* Records drawn from a dataset *

• • • • • • •

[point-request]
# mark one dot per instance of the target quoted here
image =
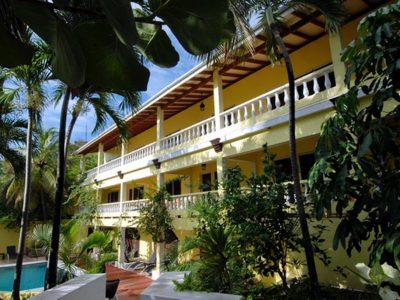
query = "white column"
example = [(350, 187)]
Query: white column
[(218, 99), (160, 247), (160, 126), (124, 151), (221, 168), (123, 194), (82, 165), (100, 157), (121, 246), (336, 47)]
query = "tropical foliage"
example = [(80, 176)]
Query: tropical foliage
[(154, 217), (250, 230), (76, 251), (358, 158)]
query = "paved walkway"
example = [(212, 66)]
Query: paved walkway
[(131, 284), (26, 259)]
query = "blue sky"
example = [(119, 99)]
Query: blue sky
[(159, 78)]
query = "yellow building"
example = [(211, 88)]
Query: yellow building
[(214, 118)]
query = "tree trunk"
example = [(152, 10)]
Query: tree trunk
[(51, 276), (43, 205), (75, 115), (312, 271), (25, 206)]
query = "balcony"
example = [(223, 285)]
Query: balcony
[(176, 203), (243, 116), (132, 208)]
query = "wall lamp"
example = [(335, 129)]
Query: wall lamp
[(202, 106), (157, 163)]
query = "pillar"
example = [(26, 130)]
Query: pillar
[(123, 194), (82, 163), (121, 246), (221, 168), (100, 157), (218, 99), (336, 47), (160, 126), (160, 247)]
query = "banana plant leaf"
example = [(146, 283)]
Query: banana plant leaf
[(155, 44), (110, 64), (13, 52), (120, 16), (69, 63), (199, 25)]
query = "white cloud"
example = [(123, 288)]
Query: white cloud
[(159, 78)]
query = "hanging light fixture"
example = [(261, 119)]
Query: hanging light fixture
[(202, 106)]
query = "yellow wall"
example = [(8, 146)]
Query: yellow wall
[(8, 237)]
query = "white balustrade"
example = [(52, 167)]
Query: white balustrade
[(91, 173), (188, 134), (182, 202), (318, 80), (140, 153), (305, 86), (133, 205), (106, 208), (115, 163)]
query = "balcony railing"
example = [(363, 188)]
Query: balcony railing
[(183, 202), (140, 153), (133, 206), (188, 134), (115, 163), (177, 202), (306, 86), (107, 208)]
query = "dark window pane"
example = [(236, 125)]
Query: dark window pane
[(206, 182), (285, 167), (306, 162)]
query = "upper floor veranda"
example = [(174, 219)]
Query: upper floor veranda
[(213, 105)]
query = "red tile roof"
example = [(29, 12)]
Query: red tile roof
[(131, 284)]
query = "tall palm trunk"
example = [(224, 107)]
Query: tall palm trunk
[(51, 276), (43, 204), (75, 114), (25, 207), (312, 271)]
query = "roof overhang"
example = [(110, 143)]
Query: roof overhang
[(197, 84)]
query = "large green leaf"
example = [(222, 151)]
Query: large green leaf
[(69, 63), (12, 52), (199, 25), (120, 16), (155, 44), (110, 64)]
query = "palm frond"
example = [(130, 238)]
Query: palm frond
[(241, 43), (103, 111), (333, 11)]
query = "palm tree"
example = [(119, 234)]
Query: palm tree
[(101, 103), (74, 251), (12, 134), (26, 87), (269, 11), (42, 177)]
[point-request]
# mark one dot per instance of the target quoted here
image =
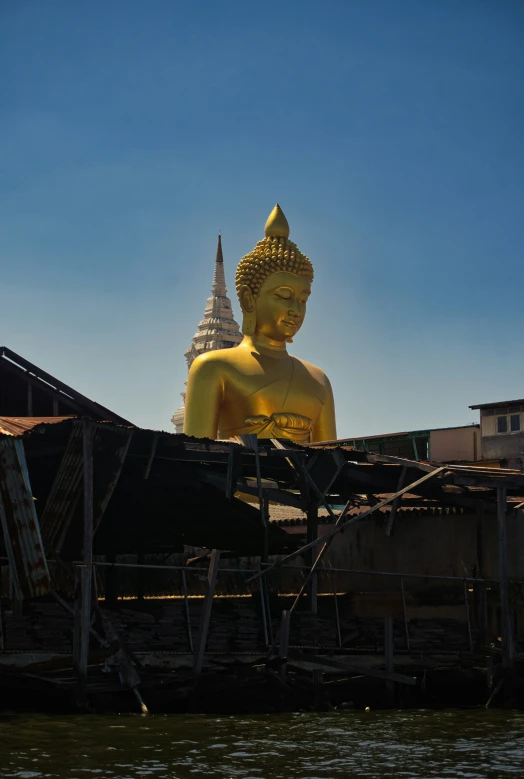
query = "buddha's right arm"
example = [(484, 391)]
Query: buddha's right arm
[(203, 398)]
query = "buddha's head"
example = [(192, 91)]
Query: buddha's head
[(274, 283)]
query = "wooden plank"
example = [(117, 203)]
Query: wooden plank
[(312, 535), (206, 612), (396, 502)]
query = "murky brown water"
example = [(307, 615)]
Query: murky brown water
[(472, 744)]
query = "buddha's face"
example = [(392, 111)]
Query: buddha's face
[(281, 305)]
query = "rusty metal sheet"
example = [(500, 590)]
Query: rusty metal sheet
[(65, 492), (17, 426), (19, 521)]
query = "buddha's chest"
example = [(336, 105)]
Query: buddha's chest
[(267, 386)]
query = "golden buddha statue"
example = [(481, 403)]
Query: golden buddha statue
[(257, 387)]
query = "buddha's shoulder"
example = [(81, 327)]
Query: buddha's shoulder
[(218, 360), (314, 371)]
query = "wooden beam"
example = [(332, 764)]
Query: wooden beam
[(328, 537), (355, 669), (283, 646)]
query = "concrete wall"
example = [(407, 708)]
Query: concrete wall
[(446, 545), (461, 443), (502, 445)]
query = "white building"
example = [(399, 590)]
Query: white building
[(217, 330)]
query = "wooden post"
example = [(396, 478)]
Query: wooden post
[(205, 617), (186, 611), (29, 399), (396, 502), (505, 621), (140, 578), (111, 583), (312, 535), (318, 685), (284, 642), (388, 654), (337, 615)]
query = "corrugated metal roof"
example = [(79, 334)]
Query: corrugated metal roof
[(17, 426), (287, 516), (499, 404)]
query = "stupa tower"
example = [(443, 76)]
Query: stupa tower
[(217, 330)]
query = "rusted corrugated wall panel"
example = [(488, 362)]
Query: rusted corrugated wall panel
[(20, 524), (65, 492), (109, 452)]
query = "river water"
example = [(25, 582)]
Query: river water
[(470, 744)]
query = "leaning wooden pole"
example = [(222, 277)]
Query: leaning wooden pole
[(205, 617), (505, 616), (85, 570)]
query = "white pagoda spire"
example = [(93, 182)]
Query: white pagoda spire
[(217, 330)]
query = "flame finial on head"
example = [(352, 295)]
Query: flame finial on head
[(277, 225), (274, 253)]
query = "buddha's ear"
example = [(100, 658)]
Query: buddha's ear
[(247, 302)]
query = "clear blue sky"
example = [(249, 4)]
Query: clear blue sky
[(390, 131)]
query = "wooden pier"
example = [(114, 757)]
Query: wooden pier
[(134, 577)]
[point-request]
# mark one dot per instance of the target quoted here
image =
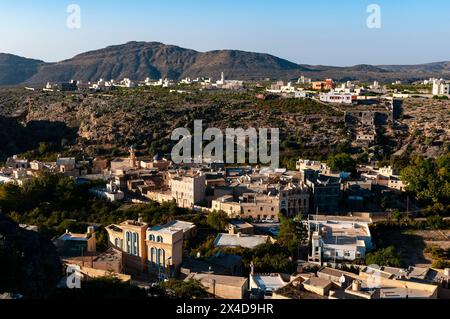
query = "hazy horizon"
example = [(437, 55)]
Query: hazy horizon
[(324, 33)]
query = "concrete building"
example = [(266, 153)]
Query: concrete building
[(240, 240), (72, 244), (440, 87), (336, 239), (148, 250), (337, 98), (188, 190), (224, 287), (326, 192)]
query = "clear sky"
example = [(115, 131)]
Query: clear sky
[(329, 32)]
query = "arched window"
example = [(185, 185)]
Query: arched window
[(162, 258), (135, 244), (158, 257), (128, 242), (153, 256)]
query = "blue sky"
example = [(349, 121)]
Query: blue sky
[(329, 32)]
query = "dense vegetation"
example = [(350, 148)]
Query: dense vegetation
[(429, 181)]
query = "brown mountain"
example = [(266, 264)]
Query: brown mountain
[(138, 60), (15, 70)]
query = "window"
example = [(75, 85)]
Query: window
[(135, 244), (128, 242)]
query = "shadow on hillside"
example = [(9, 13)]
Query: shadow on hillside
[(16, 138)]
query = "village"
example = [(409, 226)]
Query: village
[(335, 209)]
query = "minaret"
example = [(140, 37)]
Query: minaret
[(133, 160)]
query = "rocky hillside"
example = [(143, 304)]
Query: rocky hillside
[(138, 60), (15, 70), (29, 264)]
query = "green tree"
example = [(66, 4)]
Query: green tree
[(292, 234), (429, 179), (342, 163), (435, 222), (190, 289)]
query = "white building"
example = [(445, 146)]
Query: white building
[(440, 87), (338, 239), (333, 97)]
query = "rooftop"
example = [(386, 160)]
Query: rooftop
[(219, 279), (271, 282)]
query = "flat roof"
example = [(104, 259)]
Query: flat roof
[(318, 282), (269, 282), (70, 236), (185, 226), (240, 240), (165, 230), (219, 279)]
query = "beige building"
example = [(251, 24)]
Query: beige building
[(164, 248), (147, 250), (188, 190), (250, 205)]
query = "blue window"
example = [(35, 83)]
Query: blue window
[(135, 244), (128, 242)]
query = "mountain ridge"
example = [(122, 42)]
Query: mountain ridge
[(139, 60)]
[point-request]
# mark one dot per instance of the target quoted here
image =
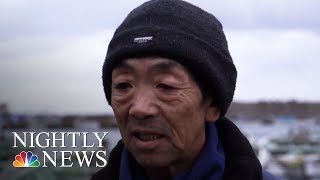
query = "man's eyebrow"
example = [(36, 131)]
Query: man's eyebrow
[(164, 66), (124, 64)]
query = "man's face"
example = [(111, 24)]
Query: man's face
[(160, 112)]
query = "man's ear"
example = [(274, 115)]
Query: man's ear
[(212, 114)]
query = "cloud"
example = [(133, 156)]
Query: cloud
[(54, 74), (276, 64)]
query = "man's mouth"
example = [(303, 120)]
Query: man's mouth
[(147, 137)]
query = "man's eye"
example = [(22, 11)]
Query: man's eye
[(165, 87), (123, 86)]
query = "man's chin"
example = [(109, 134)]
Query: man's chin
[(152, 161)]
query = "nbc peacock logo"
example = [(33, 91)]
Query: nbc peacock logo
[(26, 160)]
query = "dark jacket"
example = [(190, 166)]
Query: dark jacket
[(240, 159)]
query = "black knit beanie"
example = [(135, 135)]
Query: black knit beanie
[(182, 32)]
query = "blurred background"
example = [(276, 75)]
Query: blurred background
[(51, 56)]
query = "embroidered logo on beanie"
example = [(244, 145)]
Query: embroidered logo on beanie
[(143, 39)]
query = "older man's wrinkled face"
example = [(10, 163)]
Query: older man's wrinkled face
[(160, 112)]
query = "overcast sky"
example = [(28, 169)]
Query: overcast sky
[(51, 52)]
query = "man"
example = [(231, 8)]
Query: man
[(170, 79)]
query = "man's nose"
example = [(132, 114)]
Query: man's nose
[(144, 106)]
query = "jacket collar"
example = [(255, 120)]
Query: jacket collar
[(240, 160)]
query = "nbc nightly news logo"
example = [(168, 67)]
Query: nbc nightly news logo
[(57, 158)]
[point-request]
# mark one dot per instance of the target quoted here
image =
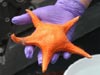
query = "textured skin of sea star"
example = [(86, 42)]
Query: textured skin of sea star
[(51, 38)]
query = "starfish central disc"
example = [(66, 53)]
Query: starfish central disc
[(51, 38)]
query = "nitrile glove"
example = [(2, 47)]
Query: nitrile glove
[(61, 12)]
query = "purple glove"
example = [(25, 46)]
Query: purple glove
[(62, 11)]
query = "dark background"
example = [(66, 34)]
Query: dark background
[(86, 36)]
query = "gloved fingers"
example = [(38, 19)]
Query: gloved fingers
[(55, 58), (24, 18), (29, 50), (66, 55), (39, 57)]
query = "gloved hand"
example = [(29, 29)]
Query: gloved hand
[(61, 12)]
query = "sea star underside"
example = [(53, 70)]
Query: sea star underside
[(51, 38)]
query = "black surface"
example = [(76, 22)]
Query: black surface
[(86, 36)]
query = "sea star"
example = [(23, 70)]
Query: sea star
[(51, 38)]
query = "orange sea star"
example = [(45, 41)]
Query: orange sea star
[(51, 38)]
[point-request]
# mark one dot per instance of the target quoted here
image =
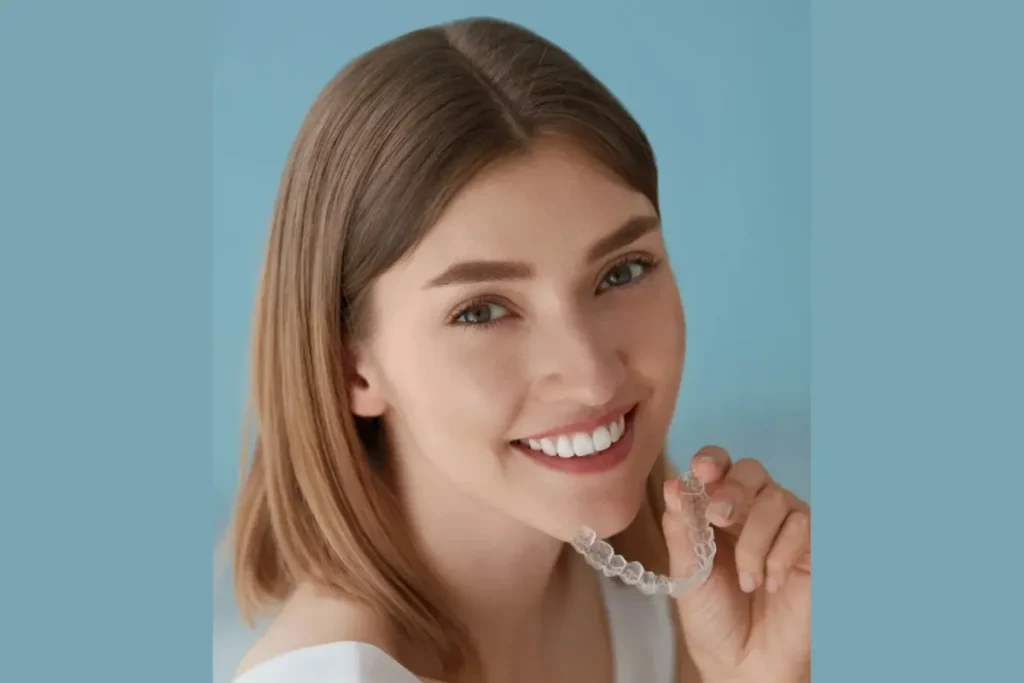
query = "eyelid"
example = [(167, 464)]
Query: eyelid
[(482, 300), (648, 260)]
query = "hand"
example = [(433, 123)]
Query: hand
[(751, 621)]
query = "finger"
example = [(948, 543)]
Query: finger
[(792, 550), (730, 501), (764, 521), (711, 464)]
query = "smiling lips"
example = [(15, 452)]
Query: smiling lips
[(579, 443)]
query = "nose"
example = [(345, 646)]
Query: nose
[(579, 364)]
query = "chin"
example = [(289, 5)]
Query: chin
[(607, 517)]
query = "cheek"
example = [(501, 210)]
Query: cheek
[(457, 394), (656, 332)]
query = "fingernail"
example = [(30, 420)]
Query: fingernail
[(721, 509), (672, 499)]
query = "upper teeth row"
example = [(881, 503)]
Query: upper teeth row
[(581, 443)]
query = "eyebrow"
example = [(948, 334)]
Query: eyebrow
[(468, 272)]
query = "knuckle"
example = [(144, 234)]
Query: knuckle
[(800, 521), (775, 564), (776, 497)]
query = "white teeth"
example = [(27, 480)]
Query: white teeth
[(580, 443), (616, 429)]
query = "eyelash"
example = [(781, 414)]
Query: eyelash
[(648, 262)]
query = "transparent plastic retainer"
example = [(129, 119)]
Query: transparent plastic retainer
[(692, 507)]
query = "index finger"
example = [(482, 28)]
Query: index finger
[(711, 464)]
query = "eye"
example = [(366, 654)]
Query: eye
[(481, 313), (625, 272)]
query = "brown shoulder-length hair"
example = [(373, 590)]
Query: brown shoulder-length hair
[(383, 150)]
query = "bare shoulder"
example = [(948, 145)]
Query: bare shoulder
[(312, 617)]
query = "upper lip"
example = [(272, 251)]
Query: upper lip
[(585, 426)]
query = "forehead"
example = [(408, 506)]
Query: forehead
[(551, 203)]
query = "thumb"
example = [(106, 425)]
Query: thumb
[(713, 610)]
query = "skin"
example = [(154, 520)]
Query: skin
[(460, 370)]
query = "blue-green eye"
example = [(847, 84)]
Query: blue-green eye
[(624, 273), (481, 313)]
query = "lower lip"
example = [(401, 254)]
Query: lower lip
[(598, 462)]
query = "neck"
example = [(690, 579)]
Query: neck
[(506, 582)]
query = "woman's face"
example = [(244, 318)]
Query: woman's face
[(529, 350)]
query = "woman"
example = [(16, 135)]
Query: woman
[(468, 345)]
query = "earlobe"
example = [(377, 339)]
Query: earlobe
[(365, 396)]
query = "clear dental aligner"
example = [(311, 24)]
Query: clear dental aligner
[(693, 503)]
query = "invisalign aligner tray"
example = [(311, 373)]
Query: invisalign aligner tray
[(693, 506)]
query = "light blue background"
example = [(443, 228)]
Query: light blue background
[(722, 91), (916, 326)]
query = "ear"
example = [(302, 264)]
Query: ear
[(365, 385)]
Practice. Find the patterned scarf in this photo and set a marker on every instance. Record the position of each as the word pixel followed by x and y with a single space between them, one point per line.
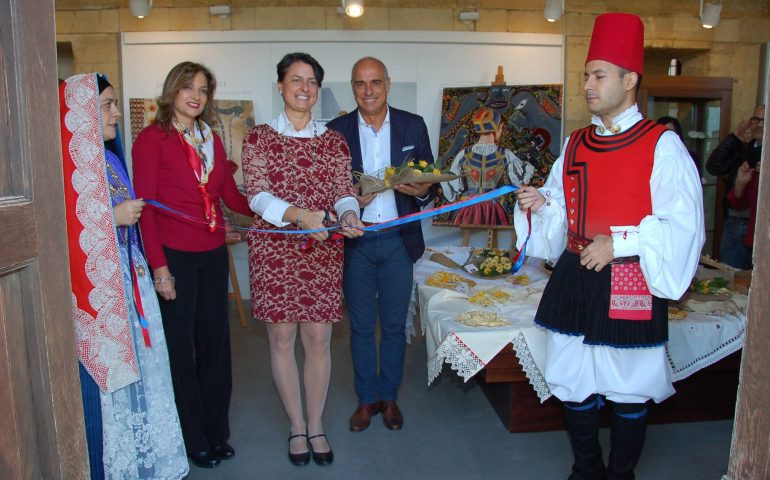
pixel 99 305
pixel 199 150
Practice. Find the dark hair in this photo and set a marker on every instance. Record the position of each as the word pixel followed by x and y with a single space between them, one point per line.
pixel 291 58
pixel 677 126
pixel 177 78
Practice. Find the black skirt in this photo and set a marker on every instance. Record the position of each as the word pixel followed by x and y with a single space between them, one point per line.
pixel 576 301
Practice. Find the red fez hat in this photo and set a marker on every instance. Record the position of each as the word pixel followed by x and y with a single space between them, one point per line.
pixel 618 38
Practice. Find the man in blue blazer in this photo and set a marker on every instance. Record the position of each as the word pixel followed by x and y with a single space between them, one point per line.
pixel 378 274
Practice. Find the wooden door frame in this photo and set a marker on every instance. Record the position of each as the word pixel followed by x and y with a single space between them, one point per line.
pixel 750 448
pixel 45 436
pixel 706 88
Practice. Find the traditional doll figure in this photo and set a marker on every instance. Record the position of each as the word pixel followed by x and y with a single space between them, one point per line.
pixel 482 167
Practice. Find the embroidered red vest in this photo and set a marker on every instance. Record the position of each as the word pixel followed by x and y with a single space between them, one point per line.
pixel 607 179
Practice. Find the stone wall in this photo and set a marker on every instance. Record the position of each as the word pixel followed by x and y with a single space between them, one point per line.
pixel 673 30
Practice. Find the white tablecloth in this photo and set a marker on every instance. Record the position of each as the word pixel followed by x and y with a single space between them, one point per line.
pixel 694 343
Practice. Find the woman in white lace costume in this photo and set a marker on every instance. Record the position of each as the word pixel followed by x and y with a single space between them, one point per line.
pixel 125 374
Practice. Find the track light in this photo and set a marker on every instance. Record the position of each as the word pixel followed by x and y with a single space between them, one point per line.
pixel 553 10
pixel 140 8
pixel 709 14
pixel 221 11
pixel 353 8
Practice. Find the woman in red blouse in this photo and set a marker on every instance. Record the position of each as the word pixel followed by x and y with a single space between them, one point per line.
pixel 180 162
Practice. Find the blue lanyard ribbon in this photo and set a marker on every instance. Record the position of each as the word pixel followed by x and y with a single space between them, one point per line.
pixel 414 217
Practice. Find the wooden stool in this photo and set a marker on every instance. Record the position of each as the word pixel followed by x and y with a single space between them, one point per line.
pixel 236 293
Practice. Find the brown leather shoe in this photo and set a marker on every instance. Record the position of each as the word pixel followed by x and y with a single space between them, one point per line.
pixel 362 417
pixel 391 415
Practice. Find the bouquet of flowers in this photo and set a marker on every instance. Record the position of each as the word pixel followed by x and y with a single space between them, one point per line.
pixel 412 171
pixel 494 262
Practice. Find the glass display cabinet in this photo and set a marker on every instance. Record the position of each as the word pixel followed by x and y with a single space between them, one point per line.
pixel 702 105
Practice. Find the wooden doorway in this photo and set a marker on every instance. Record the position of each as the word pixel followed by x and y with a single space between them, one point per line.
pixel 42 434
pixel 750 449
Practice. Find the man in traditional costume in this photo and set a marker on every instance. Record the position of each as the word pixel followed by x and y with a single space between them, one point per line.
pixel 626 199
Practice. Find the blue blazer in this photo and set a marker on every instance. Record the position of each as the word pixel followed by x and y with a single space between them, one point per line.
pixel 406 130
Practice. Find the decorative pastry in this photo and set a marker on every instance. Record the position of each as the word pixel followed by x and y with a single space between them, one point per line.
pixel 448 280
pixel 676 314
pixel 477 318
pixel 488 297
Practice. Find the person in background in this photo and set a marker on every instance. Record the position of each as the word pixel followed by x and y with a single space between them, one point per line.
pixel 673 124
pixel 132 427
pixel 378 276
pixel 742 146
pixel 179 162
pixel 296 171
pixel 744 195
pixel 625 198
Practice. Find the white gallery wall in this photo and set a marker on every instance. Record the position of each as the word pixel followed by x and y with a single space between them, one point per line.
pixel 244 64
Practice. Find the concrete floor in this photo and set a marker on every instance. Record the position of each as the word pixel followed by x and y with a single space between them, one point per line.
pixel 450 430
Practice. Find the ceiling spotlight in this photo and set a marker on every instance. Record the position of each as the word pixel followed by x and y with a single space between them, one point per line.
pixel 553 10
pixel 353 8
pixel 140 8
pixel 222 11
pixel 709 14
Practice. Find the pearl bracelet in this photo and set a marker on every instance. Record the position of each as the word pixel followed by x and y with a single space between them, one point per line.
pixel 299 218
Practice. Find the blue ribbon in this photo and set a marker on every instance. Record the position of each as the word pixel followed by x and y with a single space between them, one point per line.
pixel 371 228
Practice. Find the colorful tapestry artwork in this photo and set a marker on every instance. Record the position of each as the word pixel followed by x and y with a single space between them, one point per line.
pixel 235 118
pixel 494 136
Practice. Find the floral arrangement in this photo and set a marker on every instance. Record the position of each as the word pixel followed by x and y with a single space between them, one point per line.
pixel 412 171
pixel 522 280
pixel 494 265
pixel 709 286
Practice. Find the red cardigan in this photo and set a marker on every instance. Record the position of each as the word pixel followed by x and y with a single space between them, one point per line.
pixel 747 200
pixel 161 173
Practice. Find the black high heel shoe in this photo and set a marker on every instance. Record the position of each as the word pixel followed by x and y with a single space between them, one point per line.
pixel 298 459
pixel 321 458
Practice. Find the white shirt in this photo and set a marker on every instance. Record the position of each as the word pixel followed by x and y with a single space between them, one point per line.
pixel 375 156
pixel 272 208
pixel 668 241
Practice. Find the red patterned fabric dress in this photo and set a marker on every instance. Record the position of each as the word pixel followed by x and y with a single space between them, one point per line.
pixel 288 284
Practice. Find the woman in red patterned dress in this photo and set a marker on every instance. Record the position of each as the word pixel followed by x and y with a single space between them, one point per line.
pixel 298 172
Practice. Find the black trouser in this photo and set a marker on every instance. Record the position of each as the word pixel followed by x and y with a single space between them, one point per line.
pixel 198 338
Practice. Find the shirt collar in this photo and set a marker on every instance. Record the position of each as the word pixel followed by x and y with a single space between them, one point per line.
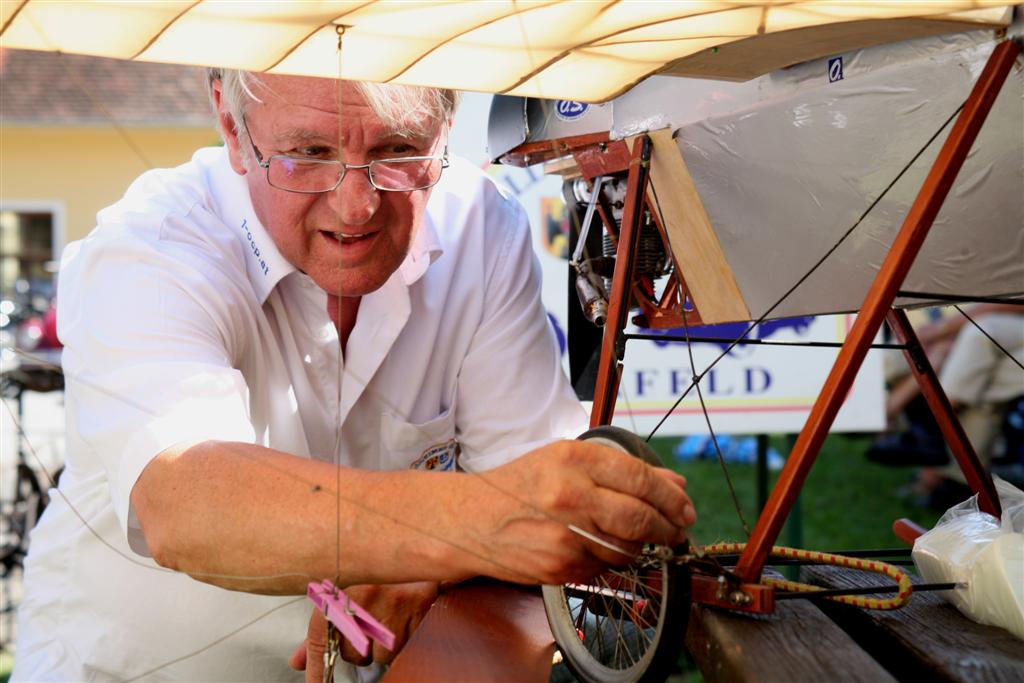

• • • • • • •

* The problem *
Set the pictures aside and transcribe exactly the stretch of lines above, beginning with the one holding "example = [(23, 70)]" and ending with the one holding "example = [(501, 210)]".

* Exercise answer *
example = [(23, 70)]
Query: sea star
[(51, 38)]
query = "orange sea star"
example = [(45, 41)]
Query: orange sea star
[(51, 38)]
[point-request]
# mark one dot per instance of the target quoted here
image =
query = "eyelid"
example = [(167, 464)]
Query: eyelid
[(482, 300), (648, 260)]
query = "hand"
example = [(433, 123)]
Query: hand
[(751, 621)]
query = "finger"
example = [(948, 543)]
Query: finger
[(792, 550), (730, 501), (764, 521), (711, 464)]
query = "smiling lips"
example = [(15, 452)]
Query: smiling lips
[(579, 443)]
query = "nose"
example = [(345, 646)]
Query: nose
[(579, 364)]
query = "chin"
example = [(289, 5)]
Query: chin
[(607, 517)]
query = "cheek"
example = [(501, 210)]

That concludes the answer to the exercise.